##### Excerpt

To understand why this is startling, it’s helpful to look to the precedents on which the opinion relies. The primary support for the new OLC opinion is a 2004 OLC opinion, written by Jack Goldsmith called “The Authority of Agency Officials to Prohibit Employees from Providing Information to Congress.” Over the six pages that constitute the constitutional analysis, the Goldsmith opinion is cited six times, and it is the primary citation provided to support both of the presidential authorities discussed. The Goldsmith opinion was written in response to a Congressional Research Service (CRS) memo concluding that the Department of Health and Human Services did not have the authority to prevent or prohibit officers or employees from providing information to Congress in light of the Lloyd-La Follete Act of 1912 and various other statutes. As the Supreme Court has noted, that act, passed in response to “gag” orders issued by Presidents Theodore Roosevelt and Taft that prohibited federal civil servants from providing information to Congress without authorization from their superiors, explicitly guaranteed that the right of civil servants “to furnish information to either House of Congress, or to any committee or member thereof, shall not be denied or interfered with.” The legislative history of the act explained that the legislation was intended “to protect employees against oppression and in the right of free speech and the right to consult their representatives.”

The Goldsmith opinion concludes that the Lloyd-La Follete Act and other statutes on which the CRS relied do not override the executive branch’s constitutional authority to control the dissemination of privileged information and direct the conduct of lower branch officials—nor could any other statute. The statutes could not “constitutionally be applied, as [CRS] would apply them, to the circumstance where a government official instructs a subordinate government employee” not to provide particular information. The new OLC opinion relies on the Goldsmith opinion and other related precedent—a good deal of which addresses the distinct legal basis for control of classified information—for the proposition that Congress cannot interfere with the president’s authority to control the disclosure of information to Congress.

But purposefully or not, the new OLC opinion ignores a crucial distinction between the prohibition on agency counsel and the circumstances addressed by the Goldsmith opinion and other past precedents. In those past circumstances, the “interference” with presidential authority was direct and absolute; if allowed, the interference would have nullified the president’s authority entirely. The Lloyd-La Follete Act, by its terms, did not allow the president to control the disclosure of information. The Goldsmith opinion concluded that applying the statute in that manner would be unconstitutional, reasoning that the president must have the ability to assert control and, when necessary, refuse to disclose certain information. That is the core of executive privilege. The “remedy” was that the statutes could not constitutionally be interpreted in that manner.

The “remedy” in the new OLC opinion, by contrast, is an order by the president directing an official to refuse to comply with a congressional subpoena. And the opinion reasons that the president has that affirmative authority because of a committee rule that might impair the president’s asserted authority and imposes a burden on that authority. The rule prohibiting deposition counsel does not, in any way, nullify the ability to assert privilege.

##########
##### Dataset content

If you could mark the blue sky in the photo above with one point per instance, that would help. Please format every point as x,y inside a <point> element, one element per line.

##########

#### Jobs:
1: Reproduce the excerpt on the OLC opinion from "But purposefully or" to "in that manner.".
2: In the excerpt on the OLC opinion, which two presidents issued the "gag" orders that prompted the Lloyd-La Follete Act?
The listing bears no relation to the excerpt on the OLC opinion.

#### Full answers:
1:
But purposefully or not, the new OLC opinion ignores a crucial distinction between the prohibition on agency counsel and the circumstances addressed by the Goldsmith opinion and other past precedents. In those past circumstances, the “interference” with presidential authority was direct and absolute; if allowed, the interference would have nullified the president’s authority entirely. The Lloyd-La Follete Act, by its terms, did not allow the president to control the disclosure of information. The Goldsmith opinion concluded that applying the statute in that manner would be unconstitutional, reasoning that the president must have the ability to assert control and, when necessary, refuse to disclose certain information. That is the core of executive privilege. The “remedy” was that the statutes could not constitutionally be interpreted in that manner.

2: Theodore Roosevelt and Taft